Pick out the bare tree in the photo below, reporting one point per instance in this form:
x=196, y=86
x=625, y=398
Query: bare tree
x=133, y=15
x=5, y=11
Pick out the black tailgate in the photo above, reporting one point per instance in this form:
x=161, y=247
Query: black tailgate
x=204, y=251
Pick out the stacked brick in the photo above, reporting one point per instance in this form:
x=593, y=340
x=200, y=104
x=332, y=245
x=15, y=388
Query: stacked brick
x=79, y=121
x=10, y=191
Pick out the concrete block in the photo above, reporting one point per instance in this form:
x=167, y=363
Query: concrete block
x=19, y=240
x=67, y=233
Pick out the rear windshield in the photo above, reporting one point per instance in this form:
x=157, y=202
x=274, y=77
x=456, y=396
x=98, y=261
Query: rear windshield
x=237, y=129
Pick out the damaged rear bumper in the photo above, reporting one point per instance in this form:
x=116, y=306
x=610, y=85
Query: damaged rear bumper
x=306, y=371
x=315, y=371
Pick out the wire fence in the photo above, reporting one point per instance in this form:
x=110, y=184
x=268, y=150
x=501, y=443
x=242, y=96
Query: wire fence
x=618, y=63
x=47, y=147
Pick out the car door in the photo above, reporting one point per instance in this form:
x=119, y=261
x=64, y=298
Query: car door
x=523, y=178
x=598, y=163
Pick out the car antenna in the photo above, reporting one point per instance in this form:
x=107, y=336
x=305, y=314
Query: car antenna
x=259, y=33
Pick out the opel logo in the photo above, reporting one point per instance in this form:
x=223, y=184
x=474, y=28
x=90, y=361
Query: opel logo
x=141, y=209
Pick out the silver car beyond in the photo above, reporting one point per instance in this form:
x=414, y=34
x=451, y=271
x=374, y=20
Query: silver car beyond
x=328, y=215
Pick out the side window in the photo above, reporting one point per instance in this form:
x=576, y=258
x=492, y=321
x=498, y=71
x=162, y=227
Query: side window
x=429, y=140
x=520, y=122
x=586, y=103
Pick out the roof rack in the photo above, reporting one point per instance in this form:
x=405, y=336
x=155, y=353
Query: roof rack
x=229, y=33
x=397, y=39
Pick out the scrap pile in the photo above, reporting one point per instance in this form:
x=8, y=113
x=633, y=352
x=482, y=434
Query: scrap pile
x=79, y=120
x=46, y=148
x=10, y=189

★ ★ ★

TASK GOAL
Each of the entries above should be written out again exactly.

TASK RESPONSE
Pick out the bare tree in the photo below, reporting one point per instance in this form:
x=196, y=86
x=625, y=398
Query: bare tree
x=133, y=15
x=5, y=11
Pick out the black tailgate in the photo above, reporting one point per instance in this form:
x=161, y=247
Query: black tailgate
x=204, y=251
Pick out the stacked brick in the photo above, reporting one point per instance in this form:
x=593, y=340
x=200, y=104
x=332, y=245
x=15, y=388
Query: stacked brick
x=79, y=121
x=10, y=191
Pick out the concrete block in the photo above, reporting one point per instance in this form:
x=167, y=363
Query: concrete block
x=19, y=240
x=67, y=233
Pick out the rear windshield in the photo above, reporting one point per instance in this form:
x=157, y=202
x=274, y=77
x=456, y=396
x=98, y=261
Query: rear windshield
x=237, y=129
Pick out the damaged rear bumper in the photo above, reporting one point per instance in this form:
x=116, y=306
x=610, y=85
Query: damaged rear bumper
x=306, y=371
x=315, y=371
Pick out the wire fence in the photo above, reporting one point per instance in this form:
x=110, y=184
x=268, y=150
x=501, y=443
x=242, y=96
Query: wire fence
x=618, y=63
x=47, y=147
Pick out the car door in the photo above, reporting one point per instance in this form:
x=119, y=261
x=64, y=298
Query: car door
x=523, y=178
x=598, y=163
Pick out the car antenna in the photo above, reporting one point per instance in this form:
x=107, y=336
x=305, y=314
Query: car antenna
x=259, y=33
Pick out the opel logo in the photo above, reporting one point per instance in this form:
x=223, y=184
x=474, y=28
x=90, y=361
Query: opel logo
x=141, y=209
Pick out the silver car beyond in the photo above, reporting one point per instance in this form:
x=414, y=34
x=451, y=271
x=374, y=20
Query: silver car beyond
x=328, y=215
Pick out the side window in the photo above, reporting one point per instance in this form:
x=576, y=258
x=492, y=321
x=498, y=71
x=162, y=227
Query: side window
x=429, y=140
x=520, y=122
x=586, y=103
Pick out the roof rack in the photo above, reporting one point per instance in this form:
x=405, y=336
x=155, y=353
Query: roof rack
x=229, y=33
x=397, y=39
Pick out the scrap pile in the photo above, reporting one point per instance in this form:
x=8, y=113
x=633, y=352
x=482, y=434
Query: scrap pile
x=79, y=120
x=46, y=148
x=10, y=189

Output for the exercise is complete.